- [CONSIGNA A] En el fragmento sobre la evaluación educativa, ¿en qué año se publicó el Informe Coleman?
- [CONSIGNA B] Redacta la continuación del fragmento sobre la expansión de la evaluación educativa a partir de su última oración.

- [FRAGMENTO]
Fruto de ese interés cada vez más extendido ha sido la notable expansión registrada por la evaluación educativa en los últimos veinticinco años.

Sin necesidad de remontarse a las primeras etapas en el desarrollo de la evaluación como disciplina y como práctica profesional, baste recordar el fuerte impulso que recibió en los Estados Unidos durante los años sesenta, primero como consecuencia de la aprobación de la Primary and Secondary Education Act en 1965, gracias a una enmienda encaminada a asegurar la evaluación de los programas puestos en práctica en aplicación de la misma, y posteriormente bajo la influencia de los debates generados por la publicación del Informe Coleman, en 1968.

La demanda de respuestas objetivas y fiables a las cuestiones suscitadas acerca del sistema educativo estadounidense favoreció la canalización de notables recursos económicos hacia las actividades de evaluación, produciendo como consecuencia un gran impacto sobre su desarrollo académico y profesional. La evaluación educativa experimentaría así un apreciable desarrollo a partir de finales de la década de los sesenta, cuya influencia se haría sentir progresivamente en otros países.

Mientras en los Estados Unidos se producía ese proceso, en el ámbito internacional se ponían en marcha otras iniciativas que se orientaban en la misma dirección. Entre ellas cabe destacar, por su envergadura y por su extensión temporal y geográfica, la constitución de la International Association for the Evaluation of Educational Achievement (I.E.A.), dedicada a promover y realizar estudios internacionales de evaluación educativa (Degenhart, 1990). Su noción del mundo como un «laboratorio educativo», cuya formulación se debe en buena medida a Torsten Husen, se reveló fructífera y capaz de inspirar un importante número de proyectos. El interés antes mencionado por la evaluación se ha manifestado también en este ámbito: si en los primeros estudios realizados en los años sesenta y setenta el número de participantes oscilaba entre seis y quince países, en los más recientes (Reading Literacy Study y Third International Mathematics and Science Study) toman parte entre treinta y cuarenta. No es casual que la práctica totalidad de los países desarrollados participen en la Asociación.

- [DATOS RECOPILADOS]
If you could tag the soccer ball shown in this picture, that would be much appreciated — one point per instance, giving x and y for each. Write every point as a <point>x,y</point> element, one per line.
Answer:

- [RESPUESTA ESCRITA A] En 1968.

- [RESPUESTA ESCRITA B]
Otro elemento en apoyo de esta observación acerca del creciente interés por la evaluación de los sistemas educativos se encuentra en la experiencia de construcción de indicadores internacionales de la educación por la Organización para la Cooperación y el Desarrollo Económico (O.C.D.E.). Así, en los años setenta dicha organización, que agrupa a los países con economías más desarrolladas, inició un proyecto con esa finalidad, en conexión con un intento más ambicioso de construcción de indicadores sociales cualitativos, que se saldó con un relativo fracaso. Las limitaciones del proyecto, las fuertes críticas que recibió y la parquedad de sus resultados demostraron su carácter prematuro (Nuttall, 1992). Sin embargo, a finales de los años ochenta, la O.C.D.E. retomó la idea y puso en marcha el Proyecto denominado INES, de Indicadores Internacionales de la Educación, que ha alcanzado un eco considerable. Hasta el momento, el proyecto ha producido tres volúmenes de indicadores bajo el nombre de Education at a Glance / Regards sur l’éducation, un conjunto de publicaciones de carácter teórico-práctico que incluye las visiones más actuales sobre la construcción y el cálculo de indicadores en diversos dominios educativos, además de originar una amplia red de especialistas y un conjunto relevante de conocimientos (CERI, 1994).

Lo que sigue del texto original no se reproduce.